**Short problem:** Convert every item below into a two-column CSV with the columns "prompt" and "points". Give one row per item, with the item's text and its answer each in a single quoted field and line breaks replaced by spaces.

**Raw records:**
-- Begin --

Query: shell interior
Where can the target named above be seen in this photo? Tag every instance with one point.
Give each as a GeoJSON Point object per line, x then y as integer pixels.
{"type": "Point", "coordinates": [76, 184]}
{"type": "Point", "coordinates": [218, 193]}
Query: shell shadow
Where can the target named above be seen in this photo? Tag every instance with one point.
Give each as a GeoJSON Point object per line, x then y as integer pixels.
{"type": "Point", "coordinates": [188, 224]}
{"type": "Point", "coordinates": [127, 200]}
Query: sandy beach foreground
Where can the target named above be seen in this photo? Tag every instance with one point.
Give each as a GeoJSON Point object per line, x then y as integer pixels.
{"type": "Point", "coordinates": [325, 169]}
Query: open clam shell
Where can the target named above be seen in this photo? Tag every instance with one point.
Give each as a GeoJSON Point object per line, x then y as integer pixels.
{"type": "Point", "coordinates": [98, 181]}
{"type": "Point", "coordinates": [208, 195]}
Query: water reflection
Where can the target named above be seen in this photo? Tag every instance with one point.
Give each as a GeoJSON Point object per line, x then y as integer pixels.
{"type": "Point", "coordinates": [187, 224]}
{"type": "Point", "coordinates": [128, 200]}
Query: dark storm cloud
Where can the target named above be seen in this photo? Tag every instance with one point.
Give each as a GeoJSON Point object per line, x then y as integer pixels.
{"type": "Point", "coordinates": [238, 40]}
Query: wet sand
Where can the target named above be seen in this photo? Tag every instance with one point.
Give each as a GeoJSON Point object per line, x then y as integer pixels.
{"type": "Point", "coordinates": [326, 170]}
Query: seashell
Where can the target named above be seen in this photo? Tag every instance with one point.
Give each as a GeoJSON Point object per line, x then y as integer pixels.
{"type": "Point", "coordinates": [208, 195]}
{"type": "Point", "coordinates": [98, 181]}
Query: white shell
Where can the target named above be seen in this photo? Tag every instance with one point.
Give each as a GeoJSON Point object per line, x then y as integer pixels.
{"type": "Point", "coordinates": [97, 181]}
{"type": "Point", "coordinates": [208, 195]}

-- End --

**Response to the task:**
prompt,points
"Query: shell interior Where can the target named above be seen in this photo? Tag every instance with one point. Give each as a GeoJSON Point object per line, x then y as integer pixels.","{""type"": ""Point"", ""coordinates"": [76, 184]} {""type"": ""Point"", ""coordinates"": [218, 193]}"
"Query: shell shadow Where can the target named above be seen in this photo? Tag every instance with one point. Give each as a GeoJSON Point object per line, x then y as integer pixels.","{""type"": ""Point"", ""coordinates"": [188, 224]} {""type"": ""Point"", ""coordinates"": [127, 200]}"
"Query: sandy beach foreground Where can the target named above be seen in this photo? Tag every instance with one point. Give each as a GeoJSON Point object per line, x then y as integer pixels.","{""type"": ""Point"", ""coordinates"": [325, 169]}"
"Query: open clam shell Where can the target named above be seen in this photo? Tag every instance with one point. Give each as a GeoJSON Point object per line, x then y as integer pixels.","{""type"": ""Point"", ""coordinates"": [98, 181]} {""type"": ""Point"", ""coordinates"": [208, 195]}"
"Query: water reflection Where can the target named above be seen in this photo? Tag every instance with one point. Give each as a GeoJSON Point object per line, x then y as integer pixels.","{""type"": ""Point"", ""coordinates"": [187, 224]} {""type"": ""Point"", ""coordinates"": [128, 200]}"
"Query: dark storm cloud Where can the target named above be seen in this photo? Tag every instance with one point. Give each as a GeoJSON Point object per line, x then y as integer pixels.","{""type"": ""Point"", ""coordinates"": [238, 40]}"
"Query: wet sand Where can the target named above be seen in this photo? Tag every instance with one point. Give each as a GeoJSON Point object per line, x then y as integer pixels.","{""type"": ""Point"", ""coordinates"": [326, 170]}"
"Query: seashell Where can the target named above be seen in this photo? Tag every instance with one point. Give each as a GeoJSON Point object per line, x then y as integer pixels.","{""type"": ""Point"", ""coordinates"": [208, 195]} {""type"": ""Point"", ""coordinates"": [98, 181]}"
"Query: white shell Where can the target named above be seen in this photo? Tag every instance with one point. Give each as a GeoJSON Point object per line, x then y as integer pixels.","{""type"": ""Point"", ""coordinates"": [97, 181]} {""type"": ""Point"", ""coordinates"": [208, 195]}"